** What needs to be done **
Reproduce word for word the part of the text on CERN's data handling from "The data get" to "participating research institutions.".

** Source document **
In the Northwest suburbs of Geneva on the Franco–Swiss border sits CERN (the European Organization for Nuclear Research), the world’s largest particle physics laboratory. CERN is home to the most ambitious particle physics project of our time, the search for the Higgs Boson particle, a hypothetical sub-atomic particle that is thought to give mass to all other particles. This elusive speck is so treasured that some have dubbed it the God Particle. In order to coax the Higgs Boson out from hiding, detectors at the Large Hadron Collider (LHC), CERN’s giant particle accelerator, are smashing together beams of high-energy protons. The most promising collisions are converted into electronic signals, and sent to a computer farm where they undergo a digital reconstruction. But this is only the beginning of the data’s long journey.
An article in Nature looks at the path the data must travel in order to reach member research sites, where the analysis can commence.
Here’s a breakdown of the process:
Even after rejecting 199,999 of every 200,000 collisions, the detector churns out 19 gigabytes of data in the first minute. In total, ATLAS and the three other main detectors at the LHC produced 13 petabytes (13 × 10^15 bytes) of data in 2010, which would fill a stack of CDs around 14 kilometres high. That rate outstrips any other scientific effort going on today, even in data-rich fields such as genomics and climate science (see Nature 455, 16–21; 2008). And the analyses are more complex too. Particle physicists must study millions of collisions at once to find the signals buried in them — information on dark matter, extra dimensions and new particles that could plug holes in current models of the Universe. Their primary quarry is the Higgs boson, a particle thought to have a central role in determining the mass of all other known particles.
The data get sent to the Worldwide LHC Computing Grid, an extensive network of linked computers, comprising approximately 200,000 processing cores and 150 petabytes of disk space. From here it is distributed to 34 countries through leased data lines at a rate of 5 gigabytes per second. All the researchers need a copy of the data, but if they all logged into the system at the same time, it would overload and shut down. So instead, the grid automatically routes copies of the data to the participating research institutions.
The datasets are split up so that different research groups each get relevant pieces. When the information reaches its destination, the project partners will access it, and run their experiments. As more and more data are collected, a picture begins to form. With each petabyte of data that flows through the grid, the scientists could be one step closer to finding proof of the God Particle, and achieving a deeper understanding of the big bang.

** Given entries **

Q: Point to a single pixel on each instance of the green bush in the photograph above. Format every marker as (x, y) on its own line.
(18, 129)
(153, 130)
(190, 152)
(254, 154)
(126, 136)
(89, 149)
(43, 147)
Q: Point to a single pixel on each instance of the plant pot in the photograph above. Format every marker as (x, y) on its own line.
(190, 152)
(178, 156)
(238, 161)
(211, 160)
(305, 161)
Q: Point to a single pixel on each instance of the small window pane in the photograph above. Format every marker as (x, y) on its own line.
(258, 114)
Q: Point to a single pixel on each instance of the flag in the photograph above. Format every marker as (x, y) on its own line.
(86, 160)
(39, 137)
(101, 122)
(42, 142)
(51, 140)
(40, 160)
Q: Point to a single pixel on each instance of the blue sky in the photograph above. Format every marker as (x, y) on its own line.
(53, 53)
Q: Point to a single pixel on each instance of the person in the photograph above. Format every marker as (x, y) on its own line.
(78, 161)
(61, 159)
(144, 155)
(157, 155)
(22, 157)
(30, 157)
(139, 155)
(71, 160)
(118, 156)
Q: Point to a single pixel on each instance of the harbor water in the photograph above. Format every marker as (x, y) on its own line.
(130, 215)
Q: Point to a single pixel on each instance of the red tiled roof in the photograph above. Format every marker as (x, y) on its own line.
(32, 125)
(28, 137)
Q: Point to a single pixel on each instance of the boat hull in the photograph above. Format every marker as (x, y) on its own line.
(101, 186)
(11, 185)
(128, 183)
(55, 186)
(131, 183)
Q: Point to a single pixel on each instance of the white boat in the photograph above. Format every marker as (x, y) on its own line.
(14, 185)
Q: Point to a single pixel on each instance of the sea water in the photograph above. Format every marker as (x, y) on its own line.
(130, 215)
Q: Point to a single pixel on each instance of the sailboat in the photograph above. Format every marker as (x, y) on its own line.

** Output for this task **
The data get sent to the Worldwide LHC Computing Grid, an extensive network of linked computers, comprising approximately 200,000 processing cores and 150 petabytes of disk space. From here it is distributed to 34 countries through leased data lines at a rate of 5 gigabytes per second. All the researchers need a copy of the data, but if they all logged into the system at the same time, it would overload and shut down. So instead, the grid automatically routes copies of the data to the participating research institutions.